Come per ogni tema importante, anche per l’educazione nel corso degli anni si è stabilita una serie di parole che, se pronunciate, assicurano un lasciapassare comunicativo – se non politico. Tra queste, le sillabe di ‘soft skill’ sono quelle che dovrebbero suscitare il più alto tasso di gradimento e credibilità. Resilienza, resistenza allo stress, capacità di lavoro di gruppo, autonomia decisionale, creatività, flessibilità. Fiducia in se stessi, problem solving e via lungo una lista che, con ogni evidenza, non è destinata a completarsi presto.
L’uso inflazionato del concetto di soft skill finisce per neutralizzarne il potenziale: un concetto funziona quando ci fa comprendere qualcosa. L’emissione sregolata ed eccessiva di moneta ha una conseguenza di questo tipo – schizzata schematicamente -: per acquistare un bene X, in un tempo T mi serve una determinata quantità di moneta. Se viene emesse una quantità eccessiva di moneta, nel tempo T1 per comprare lo stesso bene X mi servirà più moneta. Possiamo anche dire che è calato il potenziale d’acquisto della moneta. Un concetto che viene ribattuto eccessivamente, utilizzato sregolatamente, perde il suo potenziale rischiaratore: invece che aiutarci a comprendere, contribuisce a oscurare ulteriormente ciò per cui lo utilizziamo. E siamo tentati di moltiplicarne gli usi, senza agire sul suo nucleo. Ogni skill può concorrere alla formazione della persona, al suo sviluppo complessivo e onnilaterale. Acquisire nuove competenze non significa soltanto aumentare la propria occupabilità, rifluire verso un foro nell’intreccio tra domanda e offerta di lavoro così da occluderlo, tamponare una perdita.
Due possibilità, dunque. Da un lato parole diverse per dire la stessa cosa: quello che importa è che il gioco continui, senza fermarsi. E se occorrono dei sacrifici per tenere gli ingranaggi bene oliati, allora sarà meglio che tutti siano pronti. Meglio ritagliare il percorso formativo sulla fisionomia di un mercato del lavoro che, per sua natura, cambia con una velocità tale da lasciare come sola opzione una schizofrenica rincorsa. Dall’altro lato, invece, l’educazione è la punta del trapano. Ci si guadagna, con la fatica richiesta, l’accesso alla complessità dei fenomeni. Qui si dice educazione al lavoro e si sa bene che ogni skill, hard o soft che sia, ha bisogno di essere connessa vitalmente ad un nucleo, per essere operativa. E il nucleo è la persona, con la capacità critica di stabilire autonomamente a quale orizzonte di vista prestare fede, dove tracciare linee inoltrepassabili, quale postura adottare. Da quest’altro lato, il mercato del lavoro è una struttura certamente complessa, che non nasce però dal nulla e richiede che tutte le persone che di esso fanno parte abbiano la risorse critiche per comprenderlo. Per dare ad esso una certa forma e non un’altra.

(Voci elencate in un dataset)
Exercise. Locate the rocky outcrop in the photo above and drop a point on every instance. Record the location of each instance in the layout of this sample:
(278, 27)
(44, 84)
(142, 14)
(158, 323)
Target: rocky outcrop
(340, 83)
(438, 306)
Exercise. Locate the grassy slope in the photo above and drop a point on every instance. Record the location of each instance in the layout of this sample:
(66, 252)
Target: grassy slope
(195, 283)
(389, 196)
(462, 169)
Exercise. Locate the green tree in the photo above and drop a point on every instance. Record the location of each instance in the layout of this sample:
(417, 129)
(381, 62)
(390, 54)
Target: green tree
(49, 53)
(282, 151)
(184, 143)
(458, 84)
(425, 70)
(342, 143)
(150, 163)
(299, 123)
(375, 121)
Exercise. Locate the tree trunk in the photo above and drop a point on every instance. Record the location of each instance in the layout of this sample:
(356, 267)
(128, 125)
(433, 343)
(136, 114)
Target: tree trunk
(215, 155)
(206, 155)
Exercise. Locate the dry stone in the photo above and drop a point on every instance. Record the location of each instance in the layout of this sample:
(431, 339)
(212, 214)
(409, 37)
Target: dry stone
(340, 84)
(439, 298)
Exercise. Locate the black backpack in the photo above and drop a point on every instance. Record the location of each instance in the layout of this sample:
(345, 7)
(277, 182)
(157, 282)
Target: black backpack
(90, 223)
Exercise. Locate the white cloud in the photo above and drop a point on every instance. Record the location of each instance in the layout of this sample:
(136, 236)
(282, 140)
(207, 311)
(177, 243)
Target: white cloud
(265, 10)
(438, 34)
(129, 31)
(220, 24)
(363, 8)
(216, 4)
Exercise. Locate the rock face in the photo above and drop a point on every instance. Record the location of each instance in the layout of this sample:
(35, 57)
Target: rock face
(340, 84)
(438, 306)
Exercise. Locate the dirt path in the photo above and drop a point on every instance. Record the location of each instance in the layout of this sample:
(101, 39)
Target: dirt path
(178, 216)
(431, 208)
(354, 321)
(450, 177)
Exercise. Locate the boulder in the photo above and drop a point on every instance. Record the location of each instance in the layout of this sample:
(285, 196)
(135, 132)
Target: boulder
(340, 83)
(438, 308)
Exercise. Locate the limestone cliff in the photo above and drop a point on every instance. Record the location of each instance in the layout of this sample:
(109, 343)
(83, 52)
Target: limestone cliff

Obiettivo del compito:
Traduci in inglese questa frase del brano sulle soft skill: «Ogni skill può concorrere alla formazione della persona, al suo sviluppo complessivo e onnilaterale.»

Spazio risposta:
Every skill can contribute to the formation of the person, to their overall and all-round development.